How to Handle Microaggressions in Theatre

“Where’s Lashad? I can’t see him in the dark.” Everyone laughs. This was one of the first times I experienced a microaggression backstage during a show. It was one of my last performances in undergrad, and this was said by a few of my colleagues. It was one of the hardest things to swallow coming from people I trusted and I had no one to turn to. When I expressed to my fellow actors how this hurt me, I was dismissed and told that I shouldn’t take it so much to heart. They didn’t really understand the pain and the hurt that it caused and the amount of personal work I had been doing on my self-image.

We as actors are trained to take things personally and put that on stage. But what happens when it’s not lines being said to you that hurt, but the words of someone that you know, or even respect?

actors in rehearsal
KCC Theatre rehearsals for the college’s fall play.

Being an actor of color within the theatre community comes with a lot of challenges, such as finding your voice within a role that isn’t specifically written for you, or trying to find a way to relate to actors who do not share similar experiences. One of the hardest issues we encounter is trying to deal with everyday microaggressions that arise from another colleague without them even being conscious of its impact on you. During undergrad, I was also working at a small theatre company that was modeled after the Chicago ensemble scene. They were a welcoming group of people that aimed to be socially conscious and accepting of how different actors are. Something that really stuck out to me was how the company handled hard topics, especially ones that made others uncomfortable. Though they were not successful all the time, something that I took from them were a few ways that we can address many issues, especially ones involving micro-aggressions. What were three that were important to me?

*TASK DIRECTIONS*. Please transcribe the part of the article on microaggressions in theatre between "We as actors" and "or even respect?", inclusive.

*INFORMATION PROVIDED*.
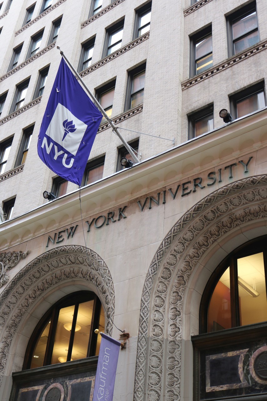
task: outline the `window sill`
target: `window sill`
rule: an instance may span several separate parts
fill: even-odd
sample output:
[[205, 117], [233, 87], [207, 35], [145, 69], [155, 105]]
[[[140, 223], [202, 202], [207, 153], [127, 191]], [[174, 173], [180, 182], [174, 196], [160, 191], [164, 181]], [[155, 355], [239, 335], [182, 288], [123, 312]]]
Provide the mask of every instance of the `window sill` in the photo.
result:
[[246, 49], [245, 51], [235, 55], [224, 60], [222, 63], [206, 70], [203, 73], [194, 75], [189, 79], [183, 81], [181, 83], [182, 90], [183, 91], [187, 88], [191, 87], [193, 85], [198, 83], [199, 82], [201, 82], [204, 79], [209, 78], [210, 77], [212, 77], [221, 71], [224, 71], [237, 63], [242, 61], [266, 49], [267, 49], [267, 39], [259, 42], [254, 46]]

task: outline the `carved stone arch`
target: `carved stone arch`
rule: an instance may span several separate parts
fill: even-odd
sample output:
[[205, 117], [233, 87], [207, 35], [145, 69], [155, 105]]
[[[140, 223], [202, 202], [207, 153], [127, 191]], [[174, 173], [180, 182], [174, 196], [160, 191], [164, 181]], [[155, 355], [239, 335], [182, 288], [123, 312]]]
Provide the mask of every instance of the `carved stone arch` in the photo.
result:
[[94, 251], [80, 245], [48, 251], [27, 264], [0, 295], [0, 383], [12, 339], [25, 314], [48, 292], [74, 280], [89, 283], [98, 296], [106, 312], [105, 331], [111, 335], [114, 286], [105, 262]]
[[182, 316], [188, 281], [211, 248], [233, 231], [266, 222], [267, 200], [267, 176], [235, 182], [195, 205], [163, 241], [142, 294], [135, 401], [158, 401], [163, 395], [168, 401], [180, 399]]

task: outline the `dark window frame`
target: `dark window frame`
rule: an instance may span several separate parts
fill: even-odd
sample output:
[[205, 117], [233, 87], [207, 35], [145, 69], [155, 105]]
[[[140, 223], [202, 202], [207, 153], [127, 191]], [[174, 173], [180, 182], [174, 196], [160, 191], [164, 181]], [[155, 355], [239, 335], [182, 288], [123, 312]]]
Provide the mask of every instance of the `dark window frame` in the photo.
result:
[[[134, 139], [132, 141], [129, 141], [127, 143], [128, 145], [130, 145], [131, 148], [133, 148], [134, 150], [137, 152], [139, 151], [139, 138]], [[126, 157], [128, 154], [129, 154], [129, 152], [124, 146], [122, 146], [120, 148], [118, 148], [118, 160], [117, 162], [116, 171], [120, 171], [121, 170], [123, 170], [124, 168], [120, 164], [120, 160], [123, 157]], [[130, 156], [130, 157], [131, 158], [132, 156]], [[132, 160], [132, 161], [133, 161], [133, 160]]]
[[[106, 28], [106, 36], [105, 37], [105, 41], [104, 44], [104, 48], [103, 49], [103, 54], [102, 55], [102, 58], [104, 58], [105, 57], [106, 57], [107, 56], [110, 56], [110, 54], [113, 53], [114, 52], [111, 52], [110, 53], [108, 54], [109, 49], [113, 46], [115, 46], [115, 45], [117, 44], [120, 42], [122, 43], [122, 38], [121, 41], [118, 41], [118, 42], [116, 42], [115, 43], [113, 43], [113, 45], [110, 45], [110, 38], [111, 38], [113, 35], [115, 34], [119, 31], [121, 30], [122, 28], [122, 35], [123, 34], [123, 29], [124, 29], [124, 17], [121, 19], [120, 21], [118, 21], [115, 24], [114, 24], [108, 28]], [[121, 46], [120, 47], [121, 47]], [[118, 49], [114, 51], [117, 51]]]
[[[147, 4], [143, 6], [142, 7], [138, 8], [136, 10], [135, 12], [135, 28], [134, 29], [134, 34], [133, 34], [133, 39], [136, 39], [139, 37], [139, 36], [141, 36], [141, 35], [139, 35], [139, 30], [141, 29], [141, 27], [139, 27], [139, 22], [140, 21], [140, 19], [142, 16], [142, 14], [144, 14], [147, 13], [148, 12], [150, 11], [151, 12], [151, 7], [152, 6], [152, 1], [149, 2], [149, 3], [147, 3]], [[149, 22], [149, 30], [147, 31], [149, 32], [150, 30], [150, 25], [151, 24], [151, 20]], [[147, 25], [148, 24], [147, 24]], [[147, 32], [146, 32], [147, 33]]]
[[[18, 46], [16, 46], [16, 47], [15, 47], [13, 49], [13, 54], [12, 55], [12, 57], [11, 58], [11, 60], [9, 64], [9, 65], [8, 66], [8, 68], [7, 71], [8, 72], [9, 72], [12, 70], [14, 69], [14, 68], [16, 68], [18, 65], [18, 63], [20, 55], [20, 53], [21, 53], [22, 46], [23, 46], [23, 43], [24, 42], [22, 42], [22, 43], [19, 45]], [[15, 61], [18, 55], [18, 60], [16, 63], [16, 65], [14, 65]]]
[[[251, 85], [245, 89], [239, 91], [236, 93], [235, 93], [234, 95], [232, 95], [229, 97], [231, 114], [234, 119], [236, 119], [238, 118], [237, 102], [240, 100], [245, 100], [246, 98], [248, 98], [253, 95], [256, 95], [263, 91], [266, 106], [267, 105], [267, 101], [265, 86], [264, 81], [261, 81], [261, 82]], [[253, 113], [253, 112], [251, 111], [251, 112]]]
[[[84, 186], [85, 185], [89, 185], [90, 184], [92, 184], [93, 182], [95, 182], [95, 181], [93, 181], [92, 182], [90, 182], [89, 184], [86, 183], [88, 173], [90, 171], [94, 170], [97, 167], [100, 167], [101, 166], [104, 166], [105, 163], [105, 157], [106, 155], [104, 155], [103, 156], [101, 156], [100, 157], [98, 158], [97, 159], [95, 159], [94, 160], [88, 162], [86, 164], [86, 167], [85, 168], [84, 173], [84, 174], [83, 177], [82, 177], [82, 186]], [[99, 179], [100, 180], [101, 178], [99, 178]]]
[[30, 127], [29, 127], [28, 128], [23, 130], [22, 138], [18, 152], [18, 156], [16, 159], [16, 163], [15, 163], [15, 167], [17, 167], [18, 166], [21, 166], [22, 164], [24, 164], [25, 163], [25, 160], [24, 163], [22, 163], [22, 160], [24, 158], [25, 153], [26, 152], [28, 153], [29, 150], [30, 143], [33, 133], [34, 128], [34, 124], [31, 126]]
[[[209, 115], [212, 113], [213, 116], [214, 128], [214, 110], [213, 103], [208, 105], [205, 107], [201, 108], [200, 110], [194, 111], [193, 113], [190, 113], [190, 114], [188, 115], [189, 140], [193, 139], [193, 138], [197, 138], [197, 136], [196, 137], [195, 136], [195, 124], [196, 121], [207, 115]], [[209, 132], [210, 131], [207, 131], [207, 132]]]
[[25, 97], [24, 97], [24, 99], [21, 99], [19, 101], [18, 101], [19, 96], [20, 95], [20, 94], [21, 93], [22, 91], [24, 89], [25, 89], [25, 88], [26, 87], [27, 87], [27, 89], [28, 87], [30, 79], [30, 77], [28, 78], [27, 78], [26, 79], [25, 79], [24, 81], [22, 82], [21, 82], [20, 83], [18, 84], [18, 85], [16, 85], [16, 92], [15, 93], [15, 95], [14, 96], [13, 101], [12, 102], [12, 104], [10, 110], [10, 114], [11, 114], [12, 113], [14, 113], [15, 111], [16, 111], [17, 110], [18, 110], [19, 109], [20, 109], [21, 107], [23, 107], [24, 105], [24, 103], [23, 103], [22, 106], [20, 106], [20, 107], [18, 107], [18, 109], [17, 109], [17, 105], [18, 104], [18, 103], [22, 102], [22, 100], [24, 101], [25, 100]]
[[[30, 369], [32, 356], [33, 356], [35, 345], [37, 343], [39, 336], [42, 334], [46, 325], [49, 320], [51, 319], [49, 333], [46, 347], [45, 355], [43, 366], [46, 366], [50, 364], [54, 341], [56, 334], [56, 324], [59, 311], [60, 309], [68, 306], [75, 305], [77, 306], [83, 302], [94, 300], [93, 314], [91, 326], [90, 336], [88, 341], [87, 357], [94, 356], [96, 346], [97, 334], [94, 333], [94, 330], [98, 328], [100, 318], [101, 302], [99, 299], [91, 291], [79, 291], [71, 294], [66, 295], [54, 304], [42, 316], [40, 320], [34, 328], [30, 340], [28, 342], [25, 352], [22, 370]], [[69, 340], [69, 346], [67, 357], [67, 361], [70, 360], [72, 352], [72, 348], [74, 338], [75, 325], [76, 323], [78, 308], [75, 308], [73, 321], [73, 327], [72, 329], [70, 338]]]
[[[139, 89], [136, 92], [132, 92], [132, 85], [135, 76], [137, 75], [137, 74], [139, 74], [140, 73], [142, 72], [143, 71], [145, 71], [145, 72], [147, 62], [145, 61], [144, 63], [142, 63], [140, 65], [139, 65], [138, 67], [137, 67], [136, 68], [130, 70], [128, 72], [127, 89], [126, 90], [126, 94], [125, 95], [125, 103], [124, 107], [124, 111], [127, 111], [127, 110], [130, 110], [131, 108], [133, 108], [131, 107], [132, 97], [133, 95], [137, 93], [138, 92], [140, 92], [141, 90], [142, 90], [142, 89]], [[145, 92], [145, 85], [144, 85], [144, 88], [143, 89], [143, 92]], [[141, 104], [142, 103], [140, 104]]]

*RESULT FOR THIS TASK*.
We as actors are trained to take things personally and put that on stage. But what happens when it’s not lines being said to you that hurt, but the words of someone that you know, or even respect?